How many lines in the records below contain the string "sandy", matching case? Reply with the number alone.

————

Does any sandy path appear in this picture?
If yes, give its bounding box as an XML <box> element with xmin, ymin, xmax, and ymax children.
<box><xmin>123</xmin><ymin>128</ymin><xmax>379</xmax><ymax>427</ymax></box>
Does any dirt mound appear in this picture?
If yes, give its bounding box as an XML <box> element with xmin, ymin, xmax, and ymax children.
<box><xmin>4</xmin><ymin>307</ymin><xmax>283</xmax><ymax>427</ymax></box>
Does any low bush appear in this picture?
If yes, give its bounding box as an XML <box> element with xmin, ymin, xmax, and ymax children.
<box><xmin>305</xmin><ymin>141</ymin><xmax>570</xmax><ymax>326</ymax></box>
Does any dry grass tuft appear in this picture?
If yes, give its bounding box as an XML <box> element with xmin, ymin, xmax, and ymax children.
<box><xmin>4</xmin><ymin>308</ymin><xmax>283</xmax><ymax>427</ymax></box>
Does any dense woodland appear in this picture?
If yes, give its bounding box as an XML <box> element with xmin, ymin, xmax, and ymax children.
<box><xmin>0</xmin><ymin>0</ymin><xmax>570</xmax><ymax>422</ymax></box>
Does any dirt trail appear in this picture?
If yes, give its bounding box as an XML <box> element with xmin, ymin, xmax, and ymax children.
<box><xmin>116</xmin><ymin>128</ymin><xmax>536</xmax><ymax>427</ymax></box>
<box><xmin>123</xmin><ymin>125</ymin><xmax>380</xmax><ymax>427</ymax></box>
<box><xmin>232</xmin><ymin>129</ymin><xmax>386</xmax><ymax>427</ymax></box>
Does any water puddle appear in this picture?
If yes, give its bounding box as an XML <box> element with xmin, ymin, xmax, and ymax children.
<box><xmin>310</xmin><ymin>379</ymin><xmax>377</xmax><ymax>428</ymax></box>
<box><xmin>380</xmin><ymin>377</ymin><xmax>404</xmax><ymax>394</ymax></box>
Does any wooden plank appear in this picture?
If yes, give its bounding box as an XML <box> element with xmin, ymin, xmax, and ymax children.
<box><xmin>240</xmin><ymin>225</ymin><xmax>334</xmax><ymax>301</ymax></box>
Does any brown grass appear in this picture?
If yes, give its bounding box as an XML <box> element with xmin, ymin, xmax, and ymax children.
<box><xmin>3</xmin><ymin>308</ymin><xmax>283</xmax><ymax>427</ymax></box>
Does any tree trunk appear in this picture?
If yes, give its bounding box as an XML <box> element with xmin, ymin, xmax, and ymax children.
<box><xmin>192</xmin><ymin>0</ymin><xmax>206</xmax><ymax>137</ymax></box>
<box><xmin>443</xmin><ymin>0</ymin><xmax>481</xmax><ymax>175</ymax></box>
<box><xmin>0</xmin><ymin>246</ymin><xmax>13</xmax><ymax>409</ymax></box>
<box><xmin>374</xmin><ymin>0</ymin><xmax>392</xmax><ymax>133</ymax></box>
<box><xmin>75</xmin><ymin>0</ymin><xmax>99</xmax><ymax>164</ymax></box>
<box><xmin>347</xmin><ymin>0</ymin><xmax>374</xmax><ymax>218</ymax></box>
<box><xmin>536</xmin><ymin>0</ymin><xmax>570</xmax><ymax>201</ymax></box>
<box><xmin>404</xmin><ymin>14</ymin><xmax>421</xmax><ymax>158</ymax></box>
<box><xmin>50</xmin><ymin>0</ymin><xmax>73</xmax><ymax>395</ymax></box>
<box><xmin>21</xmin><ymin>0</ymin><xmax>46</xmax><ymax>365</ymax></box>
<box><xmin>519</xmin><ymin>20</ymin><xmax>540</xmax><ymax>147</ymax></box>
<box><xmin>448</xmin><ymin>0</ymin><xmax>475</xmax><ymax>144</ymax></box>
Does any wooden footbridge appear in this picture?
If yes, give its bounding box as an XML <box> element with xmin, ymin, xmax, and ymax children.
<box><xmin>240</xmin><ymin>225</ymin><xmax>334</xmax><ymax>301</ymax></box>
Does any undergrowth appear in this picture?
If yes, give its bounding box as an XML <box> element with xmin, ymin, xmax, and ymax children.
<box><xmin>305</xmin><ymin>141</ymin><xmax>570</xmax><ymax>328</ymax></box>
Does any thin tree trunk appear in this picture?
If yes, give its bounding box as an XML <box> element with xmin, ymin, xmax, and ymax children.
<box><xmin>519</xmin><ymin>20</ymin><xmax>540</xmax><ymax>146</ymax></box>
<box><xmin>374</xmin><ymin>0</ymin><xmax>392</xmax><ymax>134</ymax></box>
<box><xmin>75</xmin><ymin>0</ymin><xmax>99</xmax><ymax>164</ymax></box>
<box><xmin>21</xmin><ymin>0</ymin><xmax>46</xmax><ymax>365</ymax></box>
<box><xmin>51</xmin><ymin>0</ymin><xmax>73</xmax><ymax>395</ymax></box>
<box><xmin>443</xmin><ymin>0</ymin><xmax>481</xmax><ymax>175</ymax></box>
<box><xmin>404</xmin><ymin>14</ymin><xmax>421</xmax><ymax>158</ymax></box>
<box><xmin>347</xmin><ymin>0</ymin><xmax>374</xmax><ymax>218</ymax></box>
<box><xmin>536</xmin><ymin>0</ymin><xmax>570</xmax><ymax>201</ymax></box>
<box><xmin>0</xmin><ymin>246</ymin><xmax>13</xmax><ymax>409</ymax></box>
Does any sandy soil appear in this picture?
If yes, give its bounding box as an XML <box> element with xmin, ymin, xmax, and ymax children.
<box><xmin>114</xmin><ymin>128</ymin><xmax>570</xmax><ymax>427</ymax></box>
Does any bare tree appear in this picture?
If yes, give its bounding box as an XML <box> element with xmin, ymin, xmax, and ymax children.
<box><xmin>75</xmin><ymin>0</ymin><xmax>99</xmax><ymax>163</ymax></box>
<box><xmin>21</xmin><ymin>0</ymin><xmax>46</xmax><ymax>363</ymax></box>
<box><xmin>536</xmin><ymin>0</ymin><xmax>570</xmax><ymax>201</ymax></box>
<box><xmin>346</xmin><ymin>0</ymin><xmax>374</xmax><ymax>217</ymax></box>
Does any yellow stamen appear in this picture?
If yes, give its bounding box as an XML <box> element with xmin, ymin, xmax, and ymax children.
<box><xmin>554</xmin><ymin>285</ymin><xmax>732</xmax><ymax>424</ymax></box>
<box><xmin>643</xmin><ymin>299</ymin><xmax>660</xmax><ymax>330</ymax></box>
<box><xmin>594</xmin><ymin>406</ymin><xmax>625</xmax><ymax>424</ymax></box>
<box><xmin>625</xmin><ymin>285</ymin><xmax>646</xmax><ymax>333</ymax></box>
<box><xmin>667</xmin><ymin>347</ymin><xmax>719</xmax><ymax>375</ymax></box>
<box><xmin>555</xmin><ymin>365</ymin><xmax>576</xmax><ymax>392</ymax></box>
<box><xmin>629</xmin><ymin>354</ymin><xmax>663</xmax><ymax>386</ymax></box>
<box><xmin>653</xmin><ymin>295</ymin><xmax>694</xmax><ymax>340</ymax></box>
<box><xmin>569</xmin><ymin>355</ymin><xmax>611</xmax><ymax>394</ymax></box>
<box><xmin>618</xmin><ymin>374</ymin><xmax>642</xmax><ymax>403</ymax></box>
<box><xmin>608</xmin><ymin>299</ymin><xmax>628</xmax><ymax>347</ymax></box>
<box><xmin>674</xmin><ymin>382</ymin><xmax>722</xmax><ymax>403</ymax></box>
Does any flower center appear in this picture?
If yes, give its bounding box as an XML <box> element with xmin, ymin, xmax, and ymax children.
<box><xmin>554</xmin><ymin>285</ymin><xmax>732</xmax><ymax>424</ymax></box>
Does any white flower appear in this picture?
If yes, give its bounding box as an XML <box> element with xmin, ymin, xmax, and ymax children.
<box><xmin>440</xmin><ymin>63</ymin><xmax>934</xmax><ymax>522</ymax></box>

————

:: Solution for this task ::
2